(Provided data):
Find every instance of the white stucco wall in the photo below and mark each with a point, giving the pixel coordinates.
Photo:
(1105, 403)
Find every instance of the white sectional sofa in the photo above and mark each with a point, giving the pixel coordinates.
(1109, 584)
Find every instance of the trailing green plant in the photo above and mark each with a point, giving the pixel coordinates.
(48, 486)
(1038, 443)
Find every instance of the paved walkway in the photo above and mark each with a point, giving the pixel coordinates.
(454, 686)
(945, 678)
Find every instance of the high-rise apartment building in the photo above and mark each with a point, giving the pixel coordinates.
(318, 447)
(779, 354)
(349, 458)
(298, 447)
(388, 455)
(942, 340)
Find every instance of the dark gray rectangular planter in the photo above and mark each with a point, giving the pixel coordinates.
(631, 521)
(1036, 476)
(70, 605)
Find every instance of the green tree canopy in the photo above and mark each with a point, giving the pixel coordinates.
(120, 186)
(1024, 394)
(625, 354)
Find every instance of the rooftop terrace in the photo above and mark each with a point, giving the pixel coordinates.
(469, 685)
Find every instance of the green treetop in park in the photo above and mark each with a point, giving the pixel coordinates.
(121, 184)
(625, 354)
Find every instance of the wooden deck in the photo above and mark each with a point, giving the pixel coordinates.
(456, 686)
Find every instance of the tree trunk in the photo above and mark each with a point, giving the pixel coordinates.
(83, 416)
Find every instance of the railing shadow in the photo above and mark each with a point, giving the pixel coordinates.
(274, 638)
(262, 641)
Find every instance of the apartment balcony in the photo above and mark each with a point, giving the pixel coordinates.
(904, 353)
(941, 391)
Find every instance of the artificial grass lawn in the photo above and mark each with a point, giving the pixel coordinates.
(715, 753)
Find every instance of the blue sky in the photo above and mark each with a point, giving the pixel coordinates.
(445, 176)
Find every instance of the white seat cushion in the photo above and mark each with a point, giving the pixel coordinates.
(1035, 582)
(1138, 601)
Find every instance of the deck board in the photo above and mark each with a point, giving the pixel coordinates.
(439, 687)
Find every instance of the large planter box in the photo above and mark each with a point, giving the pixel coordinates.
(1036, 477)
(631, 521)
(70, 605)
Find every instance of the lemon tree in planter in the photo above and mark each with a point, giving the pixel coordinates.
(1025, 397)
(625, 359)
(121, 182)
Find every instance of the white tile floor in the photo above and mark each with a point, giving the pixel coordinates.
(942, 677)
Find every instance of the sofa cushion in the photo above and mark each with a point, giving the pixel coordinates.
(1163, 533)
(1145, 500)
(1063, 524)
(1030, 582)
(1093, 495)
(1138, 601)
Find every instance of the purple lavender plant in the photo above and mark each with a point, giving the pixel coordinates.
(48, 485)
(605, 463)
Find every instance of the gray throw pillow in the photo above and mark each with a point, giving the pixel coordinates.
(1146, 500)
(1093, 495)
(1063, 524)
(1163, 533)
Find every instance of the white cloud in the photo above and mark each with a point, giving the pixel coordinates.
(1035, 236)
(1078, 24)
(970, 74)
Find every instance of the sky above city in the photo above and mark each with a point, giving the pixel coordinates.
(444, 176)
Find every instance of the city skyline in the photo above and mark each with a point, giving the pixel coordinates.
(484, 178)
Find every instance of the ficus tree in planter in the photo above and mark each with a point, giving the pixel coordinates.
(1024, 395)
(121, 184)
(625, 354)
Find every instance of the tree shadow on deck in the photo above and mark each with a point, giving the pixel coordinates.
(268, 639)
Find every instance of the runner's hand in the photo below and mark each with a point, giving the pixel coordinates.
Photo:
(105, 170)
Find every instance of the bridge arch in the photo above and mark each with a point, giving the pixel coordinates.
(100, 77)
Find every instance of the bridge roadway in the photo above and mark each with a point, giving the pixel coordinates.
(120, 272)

(Work to do): Your task is to transcribe the material exactly.

(Reply):
Find every instance of the white stucco wall in the photo below and mark each with a point, giving the pixel coordinates.
Photo:
(1105, 403)
Find every instance of the white sectional sofa in the photo above and mark each with a point, giving the pixel coordinates.
(1109, 584)
Find every instance of the trailing green plant in the photo above and mark each with a point, giving the pixel coordinates.
(48, 486)
(1038, 443)
Find every instance of the paved walkway in the photo above and mark each with a point, giving the pixel coordinates.
(454, 686)
(945, 678)
Find every instance of the high-rise apartment building in the photo above and mark each with a point, giving the pixel coordinates.
(318, 447)
(779, 354)
(349, 458)
(298, 447)
(388, 455)
(942, 340)
Find every instance of the dark gray rectangular planter in the photo above and mark each with a point, giving the pixel coordinates.
(631, 521)
(1036, 476)
(70, 605)
Find every instance of the green tree canopy in the photo above and mark each with a point, giving the pixel coordinates.
(120, 186)
(1024, 394)
(625, 354)
Find every instance of the rooftop terrace in the photo above and mark each with a point, giving the pixel coordinates.
(469, 685)
Find every instance of the green treetop in park in the photo above and mark each with a point, giving the pixel coordinates.
(121, 184)
(625, 354)
Find every instance of the wooden deck in the photo above and mark each with a point, giving the pixel coordinates.
(456, 686)
Find every instance of the tree trunk in the photo above and mark each with a point, giving the pixel coordinates.
(83, 416)
Find every instance of the railing shadow in the photo above and mark each with a point, giving the pixel coordinates.
(274, 638)
(262, 641)
Find every instance of the apartment balcony in the photo above and mark each with a point, giving the pixel coordinates.
(904, 353)
(941, 391)
Find every instance of the artificial grass lawn in the photo above and mark each with a point, giving the pixel coordinates.
(715, 753)
Find every instance of the blue sky in the photo above and mark each with a point, giving the pixel coordinates.
(445, 176)
Find every instance of the white seat cushion in the photo above and mark each with a point, giving the pixel coordinates.
(1035, 582)
(1138, 601)
Find every instance of the deck board in the photo above and mark each with a point, giving the pixel coordinates.
(439, 687)
Find every instance of the large planter box in the photo above and mark each with a point, giving the pixel coordinates.
(1036, 477)
(631, 521)
(70, 605)
Find every instance of the lemon tree in planter in the photo above and mark each with a point, giving the pixel coordinates.
(1025, 397)
(625, 359)
(121, 182)
Find every instance of the white tile floor in the photo above and mark each with a point, giving the pixel coordinates.
(942, 677)
Find every instance of the sofa cushion in the photo above and mark each with a point, giving the pixel coordinates.
(1163, 533)
(1145, 500)
(1063, 524)
(1030, 582)
(1093, 495)
(1138, 601)
Find every instance of the purple lavender plant in the photo above and mark each with a point, giving the pixel coordinates.
(48, 485)
(605, 463)
Find every instance of the gray throw pillow in the photo above and mark each with a point, giving the pixel coordinates.
(1146, 500)
(1093, 495)
(1063, 524)
(1163, 533)
Find every instance of the white cloud in the photo above and mark each with a point, giving the pixel coordinates.
(1035, 236)
(1078, 24)
(970, 74)
Find every instance of the sky above city in the photo above and mark each with a point, giving the pixel coordinates.
(444, 176)
Find every instance of the city skyline in the photo above and mark each with a point, giving the pixel coordinates.
(484, 178)
Find every instance of the ficus tree in planter in the photo above and mark each with a point, giving the pixel coordinates.
(1024, 395)
(121, 184)
(625, 354)
Find every instance of the tree shadow on deck in the photo above and mark each with a point, giving the pixel coordinates.
(268, 639)
Find every instance of the runner's hand in the photo below and mark each with a point, giving the pixel coordinates.
Photo:
(105, 170)
Find every instance of the bridge arch in the photo above and mark each with a point, giving the pixel coordinates.
(100, 77)
Find every instance of the bridge roadway in the photo above and mark each with a point, giving the pixel coordinates.
(120, 272)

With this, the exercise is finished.